Write what comes next in the passage about initiating contact, starting right after its final sentence.

§ **Excerpted passage**
----

The other person doesn’t respond for whatever reason but the one that initiated contact interprets this as he/she pleases, creating unpleasant scenarios in their mind. Instead of trusting the Universe, trusting their desire belongs to them already, they reach out wanting to see proof and instead showing they don’t believe in having their desire already (otherwise they would not feel the need to see any proof of it).

When initiating any kind of contact, one must do so out of sheer enjoyment and no expectation. Just like attachment to the end result prevents it from manifesting, attachment to see specific results from specific contact prevents the said results from manifesting. In some specific situations, one will know that initiating contact will bring them results and it does. However, if the motivation for initiating contact lies in wanting to escape the feeling of NOT having the relationship yet, don’t do it!

When initiating contact, you have to feel good about yourself. You have to be convinced you add value. It’s that simple.

----

Image box annotation records
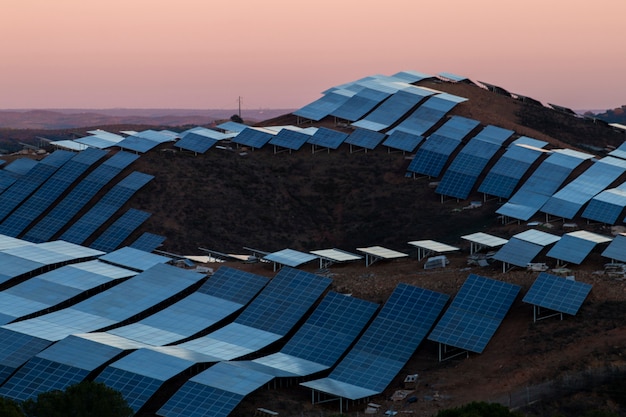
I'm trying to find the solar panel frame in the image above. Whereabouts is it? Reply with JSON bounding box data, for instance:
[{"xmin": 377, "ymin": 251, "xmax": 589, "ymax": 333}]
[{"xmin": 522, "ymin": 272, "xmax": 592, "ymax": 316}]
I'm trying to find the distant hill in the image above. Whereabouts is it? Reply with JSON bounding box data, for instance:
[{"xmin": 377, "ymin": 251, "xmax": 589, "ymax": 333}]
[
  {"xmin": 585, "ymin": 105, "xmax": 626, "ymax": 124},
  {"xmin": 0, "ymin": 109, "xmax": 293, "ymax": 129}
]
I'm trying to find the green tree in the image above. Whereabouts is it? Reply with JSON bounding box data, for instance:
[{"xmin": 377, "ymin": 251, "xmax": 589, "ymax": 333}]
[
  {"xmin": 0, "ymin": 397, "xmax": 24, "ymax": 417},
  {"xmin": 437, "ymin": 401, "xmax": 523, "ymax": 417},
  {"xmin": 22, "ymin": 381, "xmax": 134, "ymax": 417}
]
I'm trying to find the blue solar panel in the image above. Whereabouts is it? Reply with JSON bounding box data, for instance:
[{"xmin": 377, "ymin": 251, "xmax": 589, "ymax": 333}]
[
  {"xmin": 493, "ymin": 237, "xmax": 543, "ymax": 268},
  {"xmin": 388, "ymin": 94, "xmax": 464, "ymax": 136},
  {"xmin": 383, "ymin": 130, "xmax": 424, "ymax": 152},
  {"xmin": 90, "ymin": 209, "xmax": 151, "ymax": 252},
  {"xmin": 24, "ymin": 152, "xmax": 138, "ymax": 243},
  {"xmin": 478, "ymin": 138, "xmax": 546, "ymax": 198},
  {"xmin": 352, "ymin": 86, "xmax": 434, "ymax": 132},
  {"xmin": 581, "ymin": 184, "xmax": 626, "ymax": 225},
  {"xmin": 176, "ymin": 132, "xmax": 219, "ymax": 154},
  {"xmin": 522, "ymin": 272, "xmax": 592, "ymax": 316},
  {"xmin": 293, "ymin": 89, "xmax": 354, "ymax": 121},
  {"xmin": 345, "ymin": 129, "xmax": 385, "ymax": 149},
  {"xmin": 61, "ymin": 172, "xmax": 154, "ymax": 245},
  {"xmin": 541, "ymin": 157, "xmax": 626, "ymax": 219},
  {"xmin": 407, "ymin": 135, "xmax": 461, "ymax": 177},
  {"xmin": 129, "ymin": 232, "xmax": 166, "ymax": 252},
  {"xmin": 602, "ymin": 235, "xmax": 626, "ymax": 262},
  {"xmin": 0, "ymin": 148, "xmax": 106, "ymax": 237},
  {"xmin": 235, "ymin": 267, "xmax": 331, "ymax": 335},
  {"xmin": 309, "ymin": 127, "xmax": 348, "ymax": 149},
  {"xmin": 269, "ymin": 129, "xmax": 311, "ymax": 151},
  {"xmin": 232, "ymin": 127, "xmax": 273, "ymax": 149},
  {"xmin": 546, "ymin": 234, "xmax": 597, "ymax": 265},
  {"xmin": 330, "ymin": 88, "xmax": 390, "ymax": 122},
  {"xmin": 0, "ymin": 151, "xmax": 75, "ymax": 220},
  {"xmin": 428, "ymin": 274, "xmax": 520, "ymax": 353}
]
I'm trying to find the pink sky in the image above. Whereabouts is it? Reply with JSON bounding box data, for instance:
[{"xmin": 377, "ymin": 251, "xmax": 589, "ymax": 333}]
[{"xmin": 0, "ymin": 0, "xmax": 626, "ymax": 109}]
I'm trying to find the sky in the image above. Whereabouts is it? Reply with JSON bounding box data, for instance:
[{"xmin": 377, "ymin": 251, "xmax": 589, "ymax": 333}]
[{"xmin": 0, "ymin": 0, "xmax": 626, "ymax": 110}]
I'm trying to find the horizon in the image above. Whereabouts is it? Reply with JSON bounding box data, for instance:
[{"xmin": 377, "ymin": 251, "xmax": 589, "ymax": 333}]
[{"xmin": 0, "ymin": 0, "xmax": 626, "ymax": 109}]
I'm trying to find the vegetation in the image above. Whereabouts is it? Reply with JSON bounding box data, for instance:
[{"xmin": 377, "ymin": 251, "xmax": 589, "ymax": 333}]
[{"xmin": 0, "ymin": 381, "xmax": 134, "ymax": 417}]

----

§ **Exercise response**
The feeling of having one’s desired relationship is the most important thing one needs to achieve. Once that feeling is present, relaxation follows. Trust follows.

When you follow the manifestation steps named here, it is easy to focus on the end result and remember why it doesn’t matter who makes contact first – all that matters is living in the awareness of having your relationship already.

LoA and Life Goals

I want to share with you the story of a friend of mine who used LoA in her life simply by immersing herself into positive feelings and believing she would get everything she wanted, when she wanted it.

Before I started bouncing around Europe and USA, we went to school together. We met at the age of nine when I changed schools. As it turned out, we also lived in the same building. Soon, we were good friends.

We kept in touch throughout our lives and at the age of twenty-five, I attended her wedding. This was a major life event she had manifested at the exact time she intended it.

Years earlier, she had decided she wanted to be married by the age of twenty-five. Having made the decision, she was sure her desire would manifest. She moved on with her life, enjoying work, friends and family, having fun and feeling grateful for everything she had.

When we were twenty-four, she informed me she was getting married. Informing me of the time period to give me a chance to plan my trip from abroad, I was absolutely thrilled. The wedding took place two months after her 25th birthday.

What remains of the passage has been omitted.